Problem statement:
Can you repeat the entries word for word, starting at their first line and ending at the line that contains "168L306 629L121 715L389", with both of those lines included?
================
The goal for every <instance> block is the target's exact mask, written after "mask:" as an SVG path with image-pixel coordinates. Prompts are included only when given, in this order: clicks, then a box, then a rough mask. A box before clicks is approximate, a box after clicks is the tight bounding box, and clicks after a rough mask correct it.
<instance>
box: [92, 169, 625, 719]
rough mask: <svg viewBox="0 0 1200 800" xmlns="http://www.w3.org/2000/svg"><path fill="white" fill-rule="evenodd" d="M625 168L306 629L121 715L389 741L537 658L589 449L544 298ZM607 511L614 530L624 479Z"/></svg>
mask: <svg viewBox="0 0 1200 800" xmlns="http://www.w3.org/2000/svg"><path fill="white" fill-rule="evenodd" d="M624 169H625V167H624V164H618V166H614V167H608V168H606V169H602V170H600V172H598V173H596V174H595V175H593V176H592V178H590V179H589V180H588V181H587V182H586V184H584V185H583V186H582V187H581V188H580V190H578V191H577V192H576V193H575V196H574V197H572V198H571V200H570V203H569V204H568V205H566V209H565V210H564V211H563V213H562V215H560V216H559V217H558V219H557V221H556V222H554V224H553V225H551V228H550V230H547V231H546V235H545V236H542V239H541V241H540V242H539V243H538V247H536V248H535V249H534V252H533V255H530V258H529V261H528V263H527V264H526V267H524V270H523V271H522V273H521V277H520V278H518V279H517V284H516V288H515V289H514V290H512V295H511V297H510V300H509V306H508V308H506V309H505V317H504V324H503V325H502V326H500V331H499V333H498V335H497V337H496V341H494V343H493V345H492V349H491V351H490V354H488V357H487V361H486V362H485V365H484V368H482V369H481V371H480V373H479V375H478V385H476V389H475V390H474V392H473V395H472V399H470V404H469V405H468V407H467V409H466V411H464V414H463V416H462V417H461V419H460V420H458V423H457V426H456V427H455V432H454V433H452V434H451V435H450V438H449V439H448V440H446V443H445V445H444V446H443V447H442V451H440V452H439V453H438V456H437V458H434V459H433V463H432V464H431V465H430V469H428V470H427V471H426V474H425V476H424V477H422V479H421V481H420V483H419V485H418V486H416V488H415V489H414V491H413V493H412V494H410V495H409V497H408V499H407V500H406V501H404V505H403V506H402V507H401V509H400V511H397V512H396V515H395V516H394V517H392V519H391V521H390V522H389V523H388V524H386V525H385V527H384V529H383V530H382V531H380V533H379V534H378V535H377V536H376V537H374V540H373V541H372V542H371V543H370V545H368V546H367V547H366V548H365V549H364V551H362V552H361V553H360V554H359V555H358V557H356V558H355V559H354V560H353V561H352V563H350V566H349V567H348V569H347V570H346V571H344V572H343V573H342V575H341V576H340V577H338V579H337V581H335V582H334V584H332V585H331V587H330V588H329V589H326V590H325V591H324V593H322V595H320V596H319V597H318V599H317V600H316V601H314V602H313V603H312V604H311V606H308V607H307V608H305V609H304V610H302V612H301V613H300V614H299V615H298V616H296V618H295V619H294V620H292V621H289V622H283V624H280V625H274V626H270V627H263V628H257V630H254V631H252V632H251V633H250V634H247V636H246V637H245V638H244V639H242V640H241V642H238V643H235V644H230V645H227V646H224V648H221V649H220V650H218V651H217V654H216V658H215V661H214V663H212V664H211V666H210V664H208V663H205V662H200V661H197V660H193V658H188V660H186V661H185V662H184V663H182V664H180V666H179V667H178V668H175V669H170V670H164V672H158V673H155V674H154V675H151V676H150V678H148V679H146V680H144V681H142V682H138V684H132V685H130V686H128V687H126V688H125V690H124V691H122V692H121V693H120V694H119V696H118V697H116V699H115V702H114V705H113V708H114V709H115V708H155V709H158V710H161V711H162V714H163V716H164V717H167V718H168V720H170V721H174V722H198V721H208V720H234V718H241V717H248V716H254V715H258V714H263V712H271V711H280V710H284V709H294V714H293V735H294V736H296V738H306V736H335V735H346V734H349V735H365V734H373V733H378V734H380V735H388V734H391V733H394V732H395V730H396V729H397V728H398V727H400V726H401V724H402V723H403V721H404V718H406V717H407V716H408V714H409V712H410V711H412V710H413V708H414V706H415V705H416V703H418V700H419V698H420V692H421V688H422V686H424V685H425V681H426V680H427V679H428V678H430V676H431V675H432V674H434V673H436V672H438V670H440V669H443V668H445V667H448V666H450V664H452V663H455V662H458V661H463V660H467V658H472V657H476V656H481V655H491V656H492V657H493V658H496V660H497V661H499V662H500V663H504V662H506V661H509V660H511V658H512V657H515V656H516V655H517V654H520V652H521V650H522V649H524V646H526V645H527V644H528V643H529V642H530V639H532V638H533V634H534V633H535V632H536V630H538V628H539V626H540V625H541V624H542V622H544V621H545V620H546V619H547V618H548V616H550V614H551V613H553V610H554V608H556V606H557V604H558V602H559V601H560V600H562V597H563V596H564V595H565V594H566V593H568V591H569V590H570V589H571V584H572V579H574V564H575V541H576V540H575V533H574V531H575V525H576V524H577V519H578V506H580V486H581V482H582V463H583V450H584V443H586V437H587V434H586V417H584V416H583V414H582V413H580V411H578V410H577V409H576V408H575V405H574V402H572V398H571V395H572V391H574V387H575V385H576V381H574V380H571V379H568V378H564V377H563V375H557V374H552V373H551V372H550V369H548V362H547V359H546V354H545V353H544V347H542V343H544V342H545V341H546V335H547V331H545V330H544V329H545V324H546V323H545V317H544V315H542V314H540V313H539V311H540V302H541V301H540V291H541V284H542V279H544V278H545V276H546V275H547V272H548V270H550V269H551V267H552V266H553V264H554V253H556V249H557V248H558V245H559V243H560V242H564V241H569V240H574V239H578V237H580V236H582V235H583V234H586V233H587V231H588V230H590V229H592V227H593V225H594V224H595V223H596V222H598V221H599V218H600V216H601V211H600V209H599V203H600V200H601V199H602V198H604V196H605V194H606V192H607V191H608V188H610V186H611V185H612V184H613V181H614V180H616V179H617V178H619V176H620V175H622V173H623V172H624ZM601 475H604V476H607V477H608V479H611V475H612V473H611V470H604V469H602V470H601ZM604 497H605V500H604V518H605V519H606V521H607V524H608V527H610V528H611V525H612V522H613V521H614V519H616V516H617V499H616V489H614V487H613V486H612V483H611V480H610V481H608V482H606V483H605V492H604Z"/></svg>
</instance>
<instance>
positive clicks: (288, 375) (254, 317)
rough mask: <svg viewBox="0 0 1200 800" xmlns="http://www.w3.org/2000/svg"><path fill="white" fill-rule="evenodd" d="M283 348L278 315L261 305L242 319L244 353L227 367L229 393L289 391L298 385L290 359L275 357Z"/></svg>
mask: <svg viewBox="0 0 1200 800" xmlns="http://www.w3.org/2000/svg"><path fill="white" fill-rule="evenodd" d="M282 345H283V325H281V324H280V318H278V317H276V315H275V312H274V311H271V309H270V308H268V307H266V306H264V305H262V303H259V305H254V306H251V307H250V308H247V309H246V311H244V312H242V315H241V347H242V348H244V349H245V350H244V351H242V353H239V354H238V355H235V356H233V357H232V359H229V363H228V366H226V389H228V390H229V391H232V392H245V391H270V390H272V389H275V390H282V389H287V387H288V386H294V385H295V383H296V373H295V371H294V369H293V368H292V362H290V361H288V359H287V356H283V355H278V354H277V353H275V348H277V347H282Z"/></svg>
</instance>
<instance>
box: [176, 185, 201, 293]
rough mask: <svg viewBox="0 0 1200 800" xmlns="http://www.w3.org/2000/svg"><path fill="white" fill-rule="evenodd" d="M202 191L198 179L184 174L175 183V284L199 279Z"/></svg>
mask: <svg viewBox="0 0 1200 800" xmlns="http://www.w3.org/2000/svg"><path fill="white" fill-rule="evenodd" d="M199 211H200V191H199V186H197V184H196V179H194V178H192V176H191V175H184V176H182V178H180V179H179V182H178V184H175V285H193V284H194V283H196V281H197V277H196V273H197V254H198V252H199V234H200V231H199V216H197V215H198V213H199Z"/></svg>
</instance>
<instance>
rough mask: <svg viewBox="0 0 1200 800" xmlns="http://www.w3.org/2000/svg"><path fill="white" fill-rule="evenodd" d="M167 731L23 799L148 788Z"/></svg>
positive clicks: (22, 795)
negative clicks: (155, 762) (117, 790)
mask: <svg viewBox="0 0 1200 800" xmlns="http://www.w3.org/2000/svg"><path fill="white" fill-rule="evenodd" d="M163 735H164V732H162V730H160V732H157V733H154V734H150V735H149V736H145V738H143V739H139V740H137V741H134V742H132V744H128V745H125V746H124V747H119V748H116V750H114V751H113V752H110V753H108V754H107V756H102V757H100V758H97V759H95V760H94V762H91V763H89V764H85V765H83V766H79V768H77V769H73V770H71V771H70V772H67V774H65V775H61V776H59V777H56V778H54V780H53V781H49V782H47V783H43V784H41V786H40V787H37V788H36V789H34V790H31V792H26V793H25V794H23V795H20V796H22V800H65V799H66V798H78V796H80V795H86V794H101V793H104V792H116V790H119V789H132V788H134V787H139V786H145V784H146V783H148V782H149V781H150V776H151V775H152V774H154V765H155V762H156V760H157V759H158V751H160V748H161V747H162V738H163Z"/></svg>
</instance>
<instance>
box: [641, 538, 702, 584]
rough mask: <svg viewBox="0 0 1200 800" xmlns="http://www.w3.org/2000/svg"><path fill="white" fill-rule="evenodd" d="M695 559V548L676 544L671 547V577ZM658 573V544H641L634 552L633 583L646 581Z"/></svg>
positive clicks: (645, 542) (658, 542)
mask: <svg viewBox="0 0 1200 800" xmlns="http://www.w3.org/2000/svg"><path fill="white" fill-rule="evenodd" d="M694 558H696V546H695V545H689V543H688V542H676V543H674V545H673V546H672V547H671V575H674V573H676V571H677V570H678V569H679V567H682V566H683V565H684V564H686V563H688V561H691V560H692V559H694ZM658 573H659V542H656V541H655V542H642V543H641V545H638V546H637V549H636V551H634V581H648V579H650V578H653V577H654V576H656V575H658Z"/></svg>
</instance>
================
Result:
The goal for every <instance> block is the target's exact mask, written after "mask:" as an SVG path with image-pixel coordinates. Prompts are included only when given, in this order: clicks, then a box, then a rough mask. A box before clicks is approximate, a box after clicks is the tight bounding box, and clicks after a rough mask correct it.
<instance>
box: [92, 169, 625, 719]
rough mask: <svg viewBox="0 0 1200 800" xmlns="http://www.w3.org/2000/svg"><path fill="white" fill-rule="evenodd" d="M625 168L306 629L121 715L389 741L537 658L589 449L544 298ZM607 511L614 530L624 479Z"/></svg>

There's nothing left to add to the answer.